◆ Written exercise
Please arrange every line of the entries below into a JSON list of strings, one string per line, leaving out any blank lines.

+++ Dataset

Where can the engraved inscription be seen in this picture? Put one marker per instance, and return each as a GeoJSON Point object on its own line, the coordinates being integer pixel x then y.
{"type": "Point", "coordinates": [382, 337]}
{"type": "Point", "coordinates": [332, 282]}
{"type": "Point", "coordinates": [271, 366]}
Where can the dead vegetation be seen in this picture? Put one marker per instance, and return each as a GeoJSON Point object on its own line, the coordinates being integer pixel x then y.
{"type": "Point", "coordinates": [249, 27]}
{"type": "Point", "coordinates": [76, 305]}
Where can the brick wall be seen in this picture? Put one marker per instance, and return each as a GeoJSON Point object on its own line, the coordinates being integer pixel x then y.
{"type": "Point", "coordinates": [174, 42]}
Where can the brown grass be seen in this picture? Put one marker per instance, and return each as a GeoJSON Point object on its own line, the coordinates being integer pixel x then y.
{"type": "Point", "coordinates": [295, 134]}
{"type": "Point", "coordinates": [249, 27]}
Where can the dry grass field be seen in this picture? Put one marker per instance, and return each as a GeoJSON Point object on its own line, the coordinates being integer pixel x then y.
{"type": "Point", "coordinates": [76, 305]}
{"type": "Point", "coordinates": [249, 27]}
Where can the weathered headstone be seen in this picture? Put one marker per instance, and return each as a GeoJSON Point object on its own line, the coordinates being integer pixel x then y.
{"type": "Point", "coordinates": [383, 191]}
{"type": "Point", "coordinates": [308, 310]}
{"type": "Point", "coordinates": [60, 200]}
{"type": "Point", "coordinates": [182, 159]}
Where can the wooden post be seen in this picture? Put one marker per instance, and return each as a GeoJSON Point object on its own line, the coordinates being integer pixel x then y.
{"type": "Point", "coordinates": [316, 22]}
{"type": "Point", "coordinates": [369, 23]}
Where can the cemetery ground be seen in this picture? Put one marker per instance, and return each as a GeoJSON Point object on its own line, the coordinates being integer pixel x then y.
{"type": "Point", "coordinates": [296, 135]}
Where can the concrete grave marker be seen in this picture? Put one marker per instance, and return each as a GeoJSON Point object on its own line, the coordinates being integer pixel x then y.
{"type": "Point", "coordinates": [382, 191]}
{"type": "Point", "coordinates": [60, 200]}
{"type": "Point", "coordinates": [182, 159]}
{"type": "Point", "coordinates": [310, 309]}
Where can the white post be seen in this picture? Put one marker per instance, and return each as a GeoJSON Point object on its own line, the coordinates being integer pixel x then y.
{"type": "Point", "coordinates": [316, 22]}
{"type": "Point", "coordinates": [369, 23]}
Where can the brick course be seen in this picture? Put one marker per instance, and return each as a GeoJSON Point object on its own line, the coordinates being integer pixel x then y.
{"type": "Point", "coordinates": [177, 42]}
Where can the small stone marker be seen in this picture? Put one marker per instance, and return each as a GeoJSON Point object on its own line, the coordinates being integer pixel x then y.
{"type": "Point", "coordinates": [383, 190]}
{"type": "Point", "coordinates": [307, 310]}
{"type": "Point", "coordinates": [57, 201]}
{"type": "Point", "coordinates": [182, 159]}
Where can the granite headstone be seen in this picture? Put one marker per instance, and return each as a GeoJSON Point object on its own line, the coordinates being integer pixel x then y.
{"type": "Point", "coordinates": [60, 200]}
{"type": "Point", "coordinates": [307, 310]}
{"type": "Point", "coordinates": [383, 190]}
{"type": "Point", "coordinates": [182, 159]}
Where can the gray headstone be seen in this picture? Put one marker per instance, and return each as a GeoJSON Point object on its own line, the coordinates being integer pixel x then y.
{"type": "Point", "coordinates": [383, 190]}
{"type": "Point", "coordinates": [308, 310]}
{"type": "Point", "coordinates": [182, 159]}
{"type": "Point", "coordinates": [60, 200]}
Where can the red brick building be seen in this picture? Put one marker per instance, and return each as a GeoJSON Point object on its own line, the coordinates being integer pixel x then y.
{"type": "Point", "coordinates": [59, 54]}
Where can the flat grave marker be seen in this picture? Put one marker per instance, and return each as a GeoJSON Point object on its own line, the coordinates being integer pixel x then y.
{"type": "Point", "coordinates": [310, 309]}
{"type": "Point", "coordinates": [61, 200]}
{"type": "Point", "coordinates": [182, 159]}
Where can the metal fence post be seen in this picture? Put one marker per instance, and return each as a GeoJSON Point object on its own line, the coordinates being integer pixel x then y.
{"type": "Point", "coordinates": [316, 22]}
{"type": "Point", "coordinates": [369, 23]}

++++++

◆ Result for this exercise
[
  "Where can the engraved inscription be seen in this picture? Put one marker per instance, and return each as a GeoJSON Point object on its own line, the coordinates being integer pixel x then y.",
  "{\"type\": \"Point\", \"coordinates\": [382, 337]}",
  "{\"type\": \"Point\", \"coordinates\": [332, 282]}",
  "{\"type\": \"Point\", \"coordinates\": [271, 366]}",
  "Where can the dead vegetation be seen in this picture? Put one marker per instance, and return each as a GeoJSON Point object on its own line, the coordinates being integer pixel x then y.",
  "{\"type\": \"Point\", \"coordinates\": [249, 27]}",
  "{\"type\": \"Point\", \"coordinates\": [76, 305]}",
  "Where can the brick wall be seen in this picture? Put one marker per instance, and return each as a GeoJSON Point object on its own line, the coordinates being integer pixel x then y.",
  "{\"type\": \"Point\", \"coordinates\": [174, 42]}",
  "Where can the brown grass be seen in this picture? Put one marker per instance, and return each as a GeoJSON Point object on its own line, the coordinates being integer pixel x then y.",
  "{\"type\": \"Point\", \"coordinates\": [295, 134]}",
  "{\"type\": \"Point\", \"coordinates\": [249, 27]}",
  "Where can the dry grass field be seen in this picture? Put one marker per instance, and return each as a GeoJSON Point object on its own line, the coordinates being integer pixel x then y.",
  "{\"type\": \"Point\", \"coordinates\": [76, 305]}",
  "{\"type\": \"Point\", \"coordinates\": [249, 27]}",
  "Where can the weathered headstone be seen in this picture? Put one marker per instance, and return each as a GeoJSON Point object on its own line, the coordinates being integer pixel x then y.",
  "{\"type\": \"Point\", \"coordinates\": [383, 191]}",
  "{\"type\": \"Point\", \"coordinates\": [308, 310]}",
  "{\"type\": \"Point\", \"coordinates\": [60, 200]}",
  "{\"type\": \"Point\", \"coordinates\": [182, 159]}",
  "Where can the wooden post be seen in this picture? Put one marker per instance, and return each as a GeoJSON Point object on its own line, the coordinates being integer pixel x then y.",
  "{\"type\": \"Point\", \"coordinates\": [316, 22]}",
  "{\"type\": \"Point\", \"coordinates\": [369, 23]}",
  "Where can the cemetery ground be seen in this picture? Put one marker per instance, and return each as a GeoJSON Point object on its own line, the coordinates being integer pixel x then y.",
  "{\"type\": \"Point\", \"coordinates\": [296, 135]}",
  "Where can the concrete grave marker be seen in this picture? Put one marker per instance, and return each as a GeoJSON Point object on its own line, the coordinates being integer pixel x then y.",
  "{\"type\": \"Point\", \"coordinates\": [382, 191]}",
  "{\"type\": \"Point\", \"coordinates\": [60, 200]}",
  "{\"type\": \"Point\", \"coordinates\": [182, 159]}",
  "{\"type\": \"Point\", \"coordinates\": [310, 309]}",
  "Where can the white post be seen in this picture? Put one marker per instance, and return each as a GeoJSON Point object on its own line, the coordinates being integer pixel x then y.",
  "{\"type\": \"Point\", \"coordinates\": [316, 22]}",
  "{\"type\": \"Point\", \"coordinates\": [369, 23]}",
  "Where can the brick course be seen in this picture? Put one marker per instance, and return each as a GeoJSON Point object on its own line, the coordinates being integer pixel x then y.",
  "{\"type\": \"Point\", \"coordinates\": [177, 42]}",
  "Where can the small stone marker be seen in this picture? Put one marker per instance, and return each as a GeoJSON Point object on its own line, the coordinates being integer pixel x then y.",
  "{\"type\": \"Point\", \"coordinates\": [383, 190]}",
  "{\"type\": \"Point\", \"coordinates\": [307, 310]}",
  "{\"type\": \"Point\", \"coordinates\": [57, 201]}",
  "{\"type\": \"Point\", \"coordinates\": [182, 159]}",
  "Where can the granite headstone be seen in this picture? Put one marker per instance, and return each as a GeoJSON Point object on its own line, the coordinates being integer pixel x then y.",
  "{\"type\": \"Point\", \"coordinates\": [60, 200]}",
  "{\"type\": \"Point\", \"coordinates\": [307, 310]}",
  "{\"type\": \"Point\", \"coordinates\": [383, 190]}",
  "{\"type\": \"Point\", \"coordinates\": [182, 159]}",
  "Where can the gray headstone be seen in this picture? Put one marker per instance, and return each as a GeoJSON Point object on its own line, the coordinates being integer pixel x then y.",
  "{\"type\": \"Point\", \"coordinates\": [383, 190]}",
  "{\"type\": \"Point\", \"coordinates\": [308, 310]}",
  "{\"type\": \"Point\", \"coordinates\": [182, 159]}",
  "{\"type\": \"Point\", \"coordinates\": [60, 200]}",
  "Where can the red brick building be seen in this picture? Put one marker per instance, and return each as a GeoJSON Point object on its own line, the coordinates being integer pixel x then y.",
  "{\"type\": \"Point\", \"coordinates\": [59, 54]}",
  "Where can the flat grave marker be seen in this picture? Put one marker per instance, and return each as a GeoJSON Point object on its own line, the coordinates being integer pixel x then y.",
  "{\"type\": \"Point\", \"coordinates\": [310, 309]}",
  "{\"type\": \"Point\", \"coordinates\": [61, 200]}",
  "{\"type\": \"Point\", \"coordinates\": [182, 159]}",
  "Where can the metal fence post be seen in this picture? Put one marker per instance, and return each as a GeoJSON Point object on its own line, the coordinates being integer pixel x then y.",
  "{\"type\": \"Point\", \"coordinates\": [316, 22]}",
  "{\"type\": \"Point\", \"coordinates\": [369, 23]}"
]